EXCERPTED PASSAGE →
..............................
Exercise caution in your approach to carbon credits

BUBBLE #6 – GLOBAL WARMING
Fast-Forward to today. It’s early June in Washington, D.C. Barack Obama, a popular young politician whose leading private campaign donor was an investment bank called Goldman Sachs – its employees paid some $981,000 to his campaign – sits in the White House. Having seamlessly navigated the political minefield of the bailout era, Goldman is once again back to its old business, scouting out loopholes in a new government-created market with the aid of a new set of alumni occupying key government jobs.

AS ENVISIONED BY GOLDMAN, THE FIGHT TO STOP GLOBAL WARMING WILL BECOME A "CARBON MARKET" WORTH $1 TRILLION A YEAR.

Gone are Hank Paulson and Neel Kashkari; in their place are Treasury chief of staff Mark Patterson and CFTC chief Gary Gensler, both former Goldmanites. (Gensler was the firm’s co-head of finance) And instead of credit derivatives or oil futures or mortgage-backed CDOs, the new game in town, the next bubble, is in carbon credits – a booming trillion-dollar market that barely even exists yet, but will if the Democratic Party that it gave $4,452,585 to in the last election manages to push into existence a groundbreaking new commodities bubble, disguised as an "environmental plan," called cap-and-trade.
..............................
DATA →
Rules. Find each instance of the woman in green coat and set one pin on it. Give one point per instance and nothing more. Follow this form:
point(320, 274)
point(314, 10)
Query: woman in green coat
..............................
DIRECTIONS FOR THIS TASK → Resume the carbon credits excerpt, picking up right after its final sentence. The material has no connection to the carbon credits excerpt.

OUTPUT FOR THIS EXERCISE →
The new carbon-credit market is a virtual repeat of the commodities-market casino that’s been kind to Goldman, except it has one delicious new wrinkle: If the plan goes forward as expected, the rise in prices will be government-mandated. Goldman won’t even have to rig the game. It will be rigged in advance.

Here’s how it works: If the bill passes; there will be limits for coal plants, utilities, natural-gas distributors and numerous other industries on the amount of carbon emissions (a.k.a. greenhouse gases) they can produce per year. If the companies go over their allotment, they will be able to buy "allocations" or credits from other companies that have managed to produce fewer emissions. President Obama conservatively estimates that about $646 billion worth of carbon credits will be auctioned in the first seven years; one of his top economic aides speculates that the real number might be twice or even three times that amount.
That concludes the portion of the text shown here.